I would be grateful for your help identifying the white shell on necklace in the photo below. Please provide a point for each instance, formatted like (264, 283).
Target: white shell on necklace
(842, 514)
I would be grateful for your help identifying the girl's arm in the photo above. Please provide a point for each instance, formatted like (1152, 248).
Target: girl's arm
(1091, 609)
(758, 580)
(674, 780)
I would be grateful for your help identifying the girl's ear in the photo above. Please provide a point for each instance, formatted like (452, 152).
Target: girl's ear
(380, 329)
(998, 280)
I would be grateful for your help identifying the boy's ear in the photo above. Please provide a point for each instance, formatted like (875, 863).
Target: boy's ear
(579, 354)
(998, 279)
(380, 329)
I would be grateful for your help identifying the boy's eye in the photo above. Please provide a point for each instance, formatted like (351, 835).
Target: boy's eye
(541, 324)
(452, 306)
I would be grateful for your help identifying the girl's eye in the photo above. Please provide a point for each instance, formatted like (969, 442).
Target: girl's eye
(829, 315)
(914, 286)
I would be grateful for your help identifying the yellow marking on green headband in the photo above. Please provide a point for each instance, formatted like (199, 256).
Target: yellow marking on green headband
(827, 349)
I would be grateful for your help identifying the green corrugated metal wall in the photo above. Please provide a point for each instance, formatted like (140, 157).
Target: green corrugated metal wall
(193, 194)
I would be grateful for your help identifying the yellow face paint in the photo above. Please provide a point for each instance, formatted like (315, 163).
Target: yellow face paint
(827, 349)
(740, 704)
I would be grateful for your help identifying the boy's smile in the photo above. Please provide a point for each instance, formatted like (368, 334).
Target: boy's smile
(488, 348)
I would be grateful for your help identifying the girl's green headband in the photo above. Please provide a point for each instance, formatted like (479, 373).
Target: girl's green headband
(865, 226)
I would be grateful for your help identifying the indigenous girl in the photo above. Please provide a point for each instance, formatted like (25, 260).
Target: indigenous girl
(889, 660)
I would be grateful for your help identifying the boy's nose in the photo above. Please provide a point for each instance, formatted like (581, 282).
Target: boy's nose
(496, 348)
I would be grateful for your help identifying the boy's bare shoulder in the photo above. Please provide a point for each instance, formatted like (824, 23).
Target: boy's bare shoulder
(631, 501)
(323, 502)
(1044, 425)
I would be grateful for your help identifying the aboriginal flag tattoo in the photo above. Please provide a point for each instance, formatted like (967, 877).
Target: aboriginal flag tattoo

+ + + + +

> **Task description**
Write out exactly the lines from the line containing "Target: yellow face paint" to the end of the listing above, both included, and nothing else.

> **Problem solution**
Target: yellow face paint
(827, 349)
(740, 704)
I would be grateful for your help identifying the boy's smile in the photo above. Please provide a point for each instance, formatted like (368, 334).
Target: boy's smile
(488, 348)
I would be grateful for your help identifying the girl's green headband in the photo above. Please provide a point for each instance, formatted like (479, 373).
Target: girl's green headband
(865, 226)
I would be grateful for your help identifying the indigenous girl in the photo above. Please provide a point for each instance, formatted like (25, 260).
Target: indigenous girl
(889, 660)
I would be grateful for your help identifying the boy's nose in the photo above. Please provide a point for each instance, formatted like (581, 282).
Target: boy's nose
(496, 348)
I would be grateful for your help identifying the boy's bare shoulder in the photo above. Please provide a point for each instance, formatted like (824, 23).
Target: boy's bare shoulder
(631, 501)
(323, 502)
(1044, 425)
I would be grateful for your help identifying the aboriginal flag tattoo in the photo above. Please provide a point for each instance, formatted like (967, 877).
Target: aboriginal flag tattoo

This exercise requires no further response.